↓↓↓
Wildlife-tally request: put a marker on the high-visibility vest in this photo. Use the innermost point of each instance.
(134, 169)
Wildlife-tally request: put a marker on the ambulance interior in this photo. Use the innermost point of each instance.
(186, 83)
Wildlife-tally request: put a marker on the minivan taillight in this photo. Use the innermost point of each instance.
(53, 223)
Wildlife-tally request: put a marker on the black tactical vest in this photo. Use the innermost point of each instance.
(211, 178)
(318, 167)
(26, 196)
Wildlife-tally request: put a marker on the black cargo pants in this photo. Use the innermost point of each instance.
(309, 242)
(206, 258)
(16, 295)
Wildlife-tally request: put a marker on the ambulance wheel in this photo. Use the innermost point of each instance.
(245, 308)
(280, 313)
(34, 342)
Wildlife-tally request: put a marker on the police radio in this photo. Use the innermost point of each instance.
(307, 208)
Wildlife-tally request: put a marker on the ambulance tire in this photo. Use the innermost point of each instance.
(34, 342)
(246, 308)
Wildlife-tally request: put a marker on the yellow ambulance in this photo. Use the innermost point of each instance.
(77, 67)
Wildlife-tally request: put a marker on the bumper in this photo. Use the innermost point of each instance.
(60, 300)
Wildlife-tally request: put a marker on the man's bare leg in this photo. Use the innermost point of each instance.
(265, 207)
↑↑↑
↓↓↓
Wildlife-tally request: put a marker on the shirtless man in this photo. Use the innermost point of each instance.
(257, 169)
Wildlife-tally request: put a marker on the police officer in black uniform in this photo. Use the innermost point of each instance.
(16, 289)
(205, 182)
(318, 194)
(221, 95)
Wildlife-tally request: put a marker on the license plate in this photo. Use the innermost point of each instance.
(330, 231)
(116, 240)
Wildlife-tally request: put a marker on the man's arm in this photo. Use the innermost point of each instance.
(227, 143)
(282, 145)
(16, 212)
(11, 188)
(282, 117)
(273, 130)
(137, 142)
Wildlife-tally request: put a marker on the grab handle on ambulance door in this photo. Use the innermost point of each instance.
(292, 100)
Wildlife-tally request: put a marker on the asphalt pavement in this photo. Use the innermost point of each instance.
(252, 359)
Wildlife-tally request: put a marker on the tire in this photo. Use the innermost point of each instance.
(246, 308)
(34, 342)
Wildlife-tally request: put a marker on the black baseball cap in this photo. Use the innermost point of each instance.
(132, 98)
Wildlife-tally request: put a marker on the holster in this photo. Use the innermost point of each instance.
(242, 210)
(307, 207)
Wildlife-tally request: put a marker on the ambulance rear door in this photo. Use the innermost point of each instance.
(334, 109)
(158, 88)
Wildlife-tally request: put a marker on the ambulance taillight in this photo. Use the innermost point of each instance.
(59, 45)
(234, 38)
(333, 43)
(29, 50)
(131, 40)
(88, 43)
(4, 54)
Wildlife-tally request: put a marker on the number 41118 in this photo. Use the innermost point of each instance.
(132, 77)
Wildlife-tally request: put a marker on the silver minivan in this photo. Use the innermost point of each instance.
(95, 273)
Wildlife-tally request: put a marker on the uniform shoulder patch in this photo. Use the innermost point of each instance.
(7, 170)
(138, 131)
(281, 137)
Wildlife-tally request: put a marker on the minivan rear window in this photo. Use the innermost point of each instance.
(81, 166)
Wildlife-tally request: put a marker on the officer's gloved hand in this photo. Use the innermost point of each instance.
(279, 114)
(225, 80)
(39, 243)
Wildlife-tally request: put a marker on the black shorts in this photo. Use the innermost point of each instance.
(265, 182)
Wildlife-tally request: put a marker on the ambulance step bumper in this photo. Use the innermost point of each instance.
↑↑↑
- [Work order]:
Print, from the entries above, the line with "Wildlife-tally request: put a marker on the silver", the line with "Wildlife-tally request: put a marker on the ambulance step" and all lines between them, exactly and with nothing else.

- [Output for this task]:
Wildlife-tally request: put a marker on the silver minivan in this photo. Use the innermost point of each instance.
(95, 273)
Wildlife-tally request: put a marker on the uniform shoulder patch in this photo. Use the innermost point of each instance.
(7, 170)
(138, 131)
(281, 137)
Wildlife-tally request: put a marker on the minivan rear window in this photo. Use the innermost point of each instance.
(81, 166)
Wildlife-tally request: put a marker on the officer's gloved hand in this photo. Use the innermost point of each instance.
(279, 114)
(225, 80)
(39, 243)
Wildlife-tally request: put a marker on the black shorts in this photo. Use the innermost point of each instance.
(265, 182)
Wildlife-tally request: put a marker on the ambulance step bumper in this photo. Use the innermost point of each instance.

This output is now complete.